[Named-object pointing records]
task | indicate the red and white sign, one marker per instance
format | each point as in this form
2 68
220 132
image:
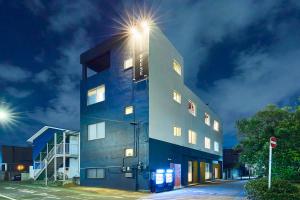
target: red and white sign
273 142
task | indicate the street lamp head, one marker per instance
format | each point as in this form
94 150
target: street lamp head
4 115
140 28
145 26
134 32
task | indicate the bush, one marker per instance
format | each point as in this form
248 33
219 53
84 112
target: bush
280 190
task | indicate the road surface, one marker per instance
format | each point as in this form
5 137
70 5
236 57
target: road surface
18 191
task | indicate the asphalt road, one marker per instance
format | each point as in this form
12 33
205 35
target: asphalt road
17 191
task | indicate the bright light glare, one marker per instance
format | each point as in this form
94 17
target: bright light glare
4 115
134 32
145 25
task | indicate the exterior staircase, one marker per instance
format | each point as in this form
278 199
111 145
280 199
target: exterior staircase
48 163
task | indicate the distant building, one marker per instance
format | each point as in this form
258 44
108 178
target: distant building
55 154
137 116
14 161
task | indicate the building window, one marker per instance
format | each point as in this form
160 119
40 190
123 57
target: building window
207 119
192 107
128 152
95 173
177 67
128 63
96 95
192 137
190 171
216 146
96 131
176 96
128 110
207 143
216 125
207 171
177 131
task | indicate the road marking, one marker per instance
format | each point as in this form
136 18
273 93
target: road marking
1 195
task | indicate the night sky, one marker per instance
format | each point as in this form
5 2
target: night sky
239 55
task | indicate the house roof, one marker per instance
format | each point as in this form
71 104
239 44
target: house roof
41 131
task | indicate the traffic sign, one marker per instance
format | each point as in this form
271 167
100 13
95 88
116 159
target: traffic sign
273 142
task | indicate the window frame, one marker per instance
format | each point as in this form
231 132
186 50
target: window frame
207 119
96 170
207 139
195 108
192 137
125 152
128 60
218 127
218 145
97 89
129 107
176 96
177 131
96 133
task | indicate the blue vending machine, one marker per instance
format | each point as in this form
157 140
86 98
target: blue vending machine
169 176
158 180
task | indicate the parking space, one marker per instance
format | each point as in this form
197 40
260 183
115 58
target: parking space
18 191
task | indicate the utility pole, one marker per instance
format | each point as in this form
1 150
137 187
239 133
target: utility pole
273 144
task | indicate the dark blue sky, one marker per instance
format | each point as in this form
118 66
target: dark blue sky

What this task involves —
Repeat all of the data above word for word, minus the pictures.

Answer for this exercise —
task | indicate the red and white sign, one marker per instance
format | each point as in this form
2 68
220 132
image:
target: red and white sign
273 142
task | indicate the street lamp head, one marker per instance
format | each point as in this form
94 150
target: street lamp head
4 115
140 28
145 26
134 32
task | indicate the bush, one marker per instance
format | each point as in this form
248 33
219 53
84 112
target: bush
280 190
task | indicate the road surface, one marker per instance
format | each point as in this form
5 137
70 5
236 57
target: road surface
18 191
task | indicate the asphalt road, one marker per instance
format | each point as in this form
12 33
205 35
target: asphalt road
17 191
task | indicate the bright light glare, one marker per instance
format | each point as in this form
94 17
target: bright light glare
4 115
134 32
145 25
task | indicate the exterior staircase, one marker per instance
format | each point as in this form
278 199
111 145
280 199
target: exterior staircase
48 163
task | indicate the distant building, one marker per instance
format | each point as in this form
258 44
108 178
target: distant building
55 154
137 116
14 161
task | indicate the building window, one marker per instance
format | each point as in this form
160 119
40 190
123 57
target: building window
207 119
192 107
128 152
95 173
177 67
128 63
96 95
192 137
190 171
216 146
96 131
176 96
128 110
207 143
216 125
207 171
177 131
task | indicate the road marking, one marker per instance
format | each point as in this form
136 18
273 93
target: road marking
1 195
task | indicate the night sky, one marker per instance
format | each point as in this form
5 2
target: night sky
239 55
task | indicate the house roof, one marker per instance
format | each point as in this form
71 104
239 44
target: house roof
41 131
task | indicate the traffic sign, one marker per instance
format | each point as in this form
271 167
100 13
95 88
116 159
target: traffic sign
273 142
task | indicate the window frame, one marker per instance
format | each point as in this form
231 132
186 50
target: window frame
207 119
96 170
207 139
195 108
192 137
125 152
128 60
218 127
218 145
97 89
129 107
176 96
177 131
96 133
task | indicate the blue vending machine, one marker per instance
format | each point as in this form
157 140
86 98
target: blue vending machine
169 176
158 180
task | indicate the parking space, one marker per instance
format | each point as in this form
197 40
260 183
115 58
target: parking space
18 191
task | indicate the utility pole, one marker per instance
format | each point as in this form
1 150
137 187
239 133
target: utility pole
273 144
task | indicate the dark blue sky, one marker per instance
format | each point as in this form
118 66
target: dark blue sky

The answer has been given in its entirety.